* _Problem to solve_: Starting from the first line of the records and going on through the line with "left=377, top=106, right=390, bottom=144", render those lines as a JSON list of strings with one string per line, leaving out any blank lines.

╔══

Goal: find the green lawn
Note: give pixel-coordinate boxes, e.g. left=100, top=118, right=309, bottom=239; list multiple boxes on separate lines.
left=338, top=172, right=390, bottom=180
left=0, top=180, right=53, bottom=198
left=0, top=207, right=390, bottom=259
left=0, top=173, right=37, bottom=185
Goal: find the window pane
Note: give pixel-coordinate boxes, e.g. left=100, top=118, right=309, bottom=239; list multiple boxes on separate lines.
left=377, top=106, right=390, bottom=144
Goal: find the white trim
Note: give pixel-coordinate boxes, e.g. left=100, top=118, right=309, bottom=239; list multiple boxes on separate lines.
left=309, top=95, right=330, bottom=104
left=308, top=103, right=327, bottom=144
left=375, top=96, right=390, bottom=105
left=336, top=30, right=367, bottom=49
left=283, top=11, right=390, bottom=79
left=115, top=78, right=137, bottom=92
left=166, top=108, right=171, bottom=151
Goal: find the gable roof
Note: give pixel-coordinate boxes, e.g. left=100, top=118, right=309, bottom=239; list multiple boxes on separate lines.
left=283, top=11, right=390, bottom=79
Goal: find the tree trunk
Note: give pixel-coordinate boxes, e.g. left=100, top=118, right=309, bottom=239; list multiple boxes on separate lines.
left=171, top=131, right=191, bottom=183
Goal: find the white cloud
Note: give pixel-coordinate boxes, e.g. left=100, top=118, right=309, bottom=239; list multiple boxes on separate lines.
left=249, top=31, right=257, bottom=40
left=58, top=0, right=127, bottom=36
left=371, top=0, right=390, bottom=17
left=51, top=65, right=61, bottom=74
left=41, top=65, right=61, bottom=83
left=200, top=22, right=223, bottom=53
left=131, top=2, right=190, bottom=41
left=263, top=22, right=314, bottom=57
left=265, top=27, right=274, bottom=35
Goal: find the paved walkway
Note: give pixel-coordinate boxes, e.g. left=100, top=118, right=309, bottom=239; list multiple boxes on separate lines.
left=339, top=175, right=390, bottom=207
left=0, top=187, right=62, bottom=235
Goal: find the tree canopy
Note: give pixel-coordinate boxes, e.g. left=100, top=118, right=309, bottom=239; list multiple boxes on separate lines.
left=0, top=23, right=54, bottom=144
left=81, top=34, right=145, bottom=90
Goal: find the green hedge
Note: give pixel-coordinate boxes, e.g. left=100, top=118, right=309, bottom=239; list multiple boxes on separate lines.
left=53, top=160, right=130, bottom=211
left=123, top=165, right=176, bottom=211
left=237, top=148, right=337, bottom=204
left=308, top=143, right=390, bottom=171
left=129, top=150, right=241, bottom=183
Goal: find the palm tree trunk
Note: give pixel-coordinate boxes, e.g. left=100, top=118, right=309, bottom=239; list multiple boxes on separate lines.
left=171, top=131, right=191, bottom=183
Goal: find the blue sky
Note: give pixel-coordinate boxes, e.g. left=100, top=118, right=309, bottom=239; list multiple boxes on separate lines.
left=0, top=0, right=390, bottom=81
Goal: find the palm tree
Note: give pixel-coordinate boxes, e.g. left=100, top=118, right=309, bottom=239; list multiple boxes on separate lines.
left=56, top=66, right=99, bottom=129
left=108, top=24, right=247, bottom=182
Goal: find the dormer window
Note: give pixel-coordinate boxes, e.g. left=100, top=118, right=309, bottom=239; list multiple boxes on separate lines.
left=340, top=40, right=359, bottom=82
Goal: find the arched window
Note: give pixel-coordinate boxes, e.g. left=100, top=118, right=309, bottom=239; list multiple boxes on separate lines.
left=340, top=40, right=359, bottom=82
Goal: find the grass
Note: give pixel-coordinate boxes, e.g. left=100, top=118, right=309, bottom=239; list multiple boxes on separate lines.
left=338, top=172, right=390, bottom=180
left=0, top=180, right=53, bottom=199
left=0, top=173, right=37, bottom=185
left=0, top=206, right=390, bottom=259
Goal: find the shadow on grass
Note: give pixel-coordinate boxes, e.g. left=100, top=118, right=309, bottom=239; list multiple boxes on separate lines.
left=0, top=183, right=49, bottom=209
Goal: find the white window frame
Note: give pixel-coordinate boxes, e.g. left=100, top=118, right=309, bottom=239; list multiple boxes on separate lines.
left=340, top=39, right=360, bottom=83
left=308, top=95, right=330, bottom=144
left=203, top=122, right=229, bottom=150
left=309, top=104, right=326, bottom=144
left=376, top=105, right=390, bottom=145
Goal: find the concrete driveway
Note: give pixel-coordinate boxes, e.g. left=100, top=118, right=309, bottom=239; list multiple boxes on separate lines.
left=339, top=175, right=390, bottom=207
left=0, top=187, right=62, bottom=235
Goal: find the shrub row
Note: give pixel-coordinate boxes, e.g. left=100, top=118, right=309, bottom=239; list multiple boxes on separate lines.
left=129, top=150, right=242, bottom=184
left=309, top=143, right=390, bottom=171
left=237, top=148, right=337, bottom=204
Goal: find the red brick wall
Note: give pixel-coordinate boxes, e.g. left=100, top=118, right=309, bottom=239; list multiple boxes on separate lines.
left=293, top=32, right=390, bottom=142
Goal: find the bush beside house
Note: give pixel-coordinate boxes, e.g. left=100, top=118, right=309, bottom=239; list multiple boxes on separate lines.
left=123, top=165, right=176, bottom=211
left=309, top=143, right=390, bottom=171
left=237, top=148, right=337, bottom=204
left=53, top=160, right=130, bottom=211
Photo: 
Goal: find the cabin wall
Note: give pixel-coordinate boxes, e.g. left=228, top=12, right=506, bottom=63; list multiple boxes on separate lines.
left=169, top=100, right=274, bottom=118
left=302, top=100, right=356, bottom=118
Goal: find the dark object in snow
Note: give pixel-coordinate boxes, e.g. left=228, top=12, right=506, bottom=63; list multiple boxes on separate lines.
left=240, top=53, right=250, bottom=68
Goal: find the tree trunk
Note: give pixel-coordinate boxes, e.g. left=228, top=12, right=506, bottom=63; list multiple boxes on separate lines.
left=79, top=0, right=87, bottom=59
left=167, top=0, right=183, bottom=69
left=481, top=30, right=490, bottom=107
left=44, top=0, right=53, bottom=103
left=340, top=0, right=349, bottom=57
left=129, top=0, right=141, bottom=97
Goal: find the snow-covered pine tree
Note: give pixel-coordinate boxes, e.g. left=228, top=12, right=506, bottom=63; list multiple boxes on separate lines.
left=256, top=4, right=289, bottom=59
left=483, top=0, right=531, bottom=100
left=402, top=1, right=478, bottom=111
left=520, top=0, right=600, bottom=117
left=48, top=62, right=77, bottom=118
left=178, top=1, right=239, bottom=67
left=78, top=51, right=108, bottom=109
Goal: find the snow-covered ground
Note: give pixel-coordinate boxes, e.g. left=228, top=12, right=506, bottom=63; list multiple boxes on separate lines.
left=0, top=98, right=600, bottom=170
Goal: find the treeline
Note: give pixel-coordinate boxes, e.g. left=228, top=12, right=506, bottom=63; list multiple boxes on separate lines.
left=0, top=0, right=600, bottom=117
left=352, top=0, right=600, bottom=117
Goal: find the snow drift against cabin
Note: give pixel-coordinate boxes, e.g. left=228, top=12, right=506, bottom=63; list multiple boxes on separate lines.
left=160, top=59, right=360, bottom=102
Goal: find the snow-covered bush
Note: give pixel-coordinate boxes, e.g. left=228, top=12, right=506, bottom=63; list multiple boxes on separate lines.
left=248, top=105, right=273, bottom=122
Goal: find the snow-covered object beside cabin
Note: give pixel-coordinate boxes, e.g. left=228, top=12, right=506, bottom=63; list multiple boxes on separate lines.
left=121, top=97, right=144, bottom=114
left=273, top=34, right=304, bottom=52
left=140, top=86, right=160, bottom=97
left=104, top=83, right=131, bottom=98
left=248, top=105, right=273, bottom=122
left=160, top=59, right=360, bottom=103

╚══

* _Answer_:
[
  "Goal: find the green lawn",
  "Note: give pixel-coordinate boxes, e.g. left=100, top=118, right=309, bottom=239; list multiple boxes on separate lines.",
  "left=338, top=172, right=390, bottom=180",
  "left=0, top=180, right=53, bottom=198",
  "left=0, top=207, right=390, bottom=259",
  "left=0, top=173, right=37, bottom=185",
  "Goal: find the window pane",
  "Note: give pixel-coordinate boxes, e.g. left=100, top=118, right=309, bottom=239; list multiple boxes on separate lines.",
  "left=377, top=106, right=390, bottom=144"
]